VORLIEGENDER TEXT:

Rz. 157
Der baldige Abbruch eines Gebäudes kann aus städtebaulichen Gründen (z.B. Erweiterung der städtischen Infrastruktur), aus vertraglichen Gründen (z.B. Abbruchsverpflichtung nach Ablauf des Erbbaurechtes) oder aus anderen Gründen (z.B. veraltete Gestaltung des Gebäudes) veranlasst sein. Ein Abschlag wegen der Notwendigkeit baldigen Abbruchs ist nur dann begründet, wenn für den Feststellungszeitpunkt auch feststeht, dass das Gebäude vorzeitig abgebrochen werden muss. Alleine die bloße Vermutung der Notwendigkeit eines Abbruches reicht dafür jedoch nicht aus. Soweit es sich um die Notwendigkeit baldigen Abbruchs aufgrund einer vertraglichen Verpflichtung handelt, ist die zu § 94 Abs. 3 Satz 3 BewG – Abschlag im Falle des Abbruchs nach Ablauf der Miet- und Pachtzeit bei Gebäuden auf fremdem Boden – ergangene BFH-Rechtsprechung entsprechend anwendbar. Zusätzlich ist erforderlich, dass die vertragliche Abbruchverpflichtung auch eindeutig und unbedingt besteht. Nicht hingegen bedarf es einer ausdrücklichen Vereinbarung.

AUFGABENSTELLUNG:
Was genügt laut dem Text über den baldigen Abbruch von Gebäuden nicht, um einen Abschlag zu begründen?

DATEN:
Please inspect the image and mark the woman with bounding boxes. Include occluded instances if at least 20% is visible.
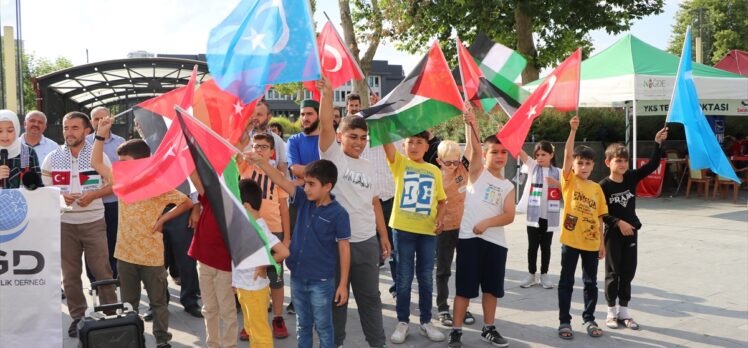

SCHRIFTLICHE ANTWORT:
Die bloße Vermutung, dass ein Abbruch notwendig ist, reicht nicht aus.